Required work
Switch "notebook" to "journal" throughout the entries below, and write the entries out again with everything else left unchanged.

Provided records
⟨

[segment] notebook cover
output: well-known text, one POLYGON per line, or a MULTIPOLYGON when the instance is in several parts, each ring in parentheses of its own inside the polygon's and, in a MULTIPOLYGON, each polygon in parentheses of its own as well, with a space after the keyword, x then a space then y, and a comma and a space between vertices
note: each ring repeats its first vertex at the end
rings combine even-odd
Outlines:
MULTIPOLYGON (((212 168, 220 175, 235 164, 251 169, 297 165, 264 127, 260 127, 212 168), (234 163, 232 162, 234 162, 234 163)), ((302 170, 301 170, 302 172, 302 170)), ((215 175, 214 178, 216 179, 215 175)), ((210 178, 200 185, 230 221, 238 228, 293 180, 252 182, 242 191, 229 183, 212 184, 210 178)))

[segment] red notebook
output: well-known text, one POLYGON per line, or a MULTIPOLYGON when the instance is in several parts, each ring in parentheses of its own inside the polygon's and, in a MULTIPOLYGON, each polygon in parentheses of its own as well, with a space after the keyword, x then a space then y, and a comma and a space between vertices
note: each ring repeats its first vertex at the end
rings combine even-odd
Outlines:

⟩

Solved problem
[segment] journal cover
output: well-known text, one POLYGON per line, or a MULTIPOLYGON when the instance is in several parts, each ring in parentheses of its own inside the polygon's and, in a MULTIPOLYGON, each polygon in parentheses of its own as well, with a space after the keyword, x then a space then y, and a comma and a space between vertices
note: each ring repeats its first vertex at the end
rings combine even-odd
Outlines:
MULTIPOLYGON (((212 168, 220 175, 235 164, 251 169, 297 165, 264 127, 260 127, 212 168), (234 163, 232 162, 234 162, 234 163)), ((302 170, 301 170, 302 172, 302 170)), ((215 175, 214 178, 216 179, 215 175)), ((210 178, 200 185, 230 221, 238 228, 293 180, 252 182, 242 191, 229 183, 212 184, 210 178)))

[segment] red journal
output: well-known text, one POLYGON per line, or a MULTIPOLYGON when the instance is in several parts, each ring in parentheses of its own inside the polygon's and, in a MULTIPOLYGON, each polygon in parentheses of its own as well, with a space after the keyword, x then a space then y, and a comma and a space between vertices
note: each ring repeats its first vertex at the end
rings combine even-odd
Outlines:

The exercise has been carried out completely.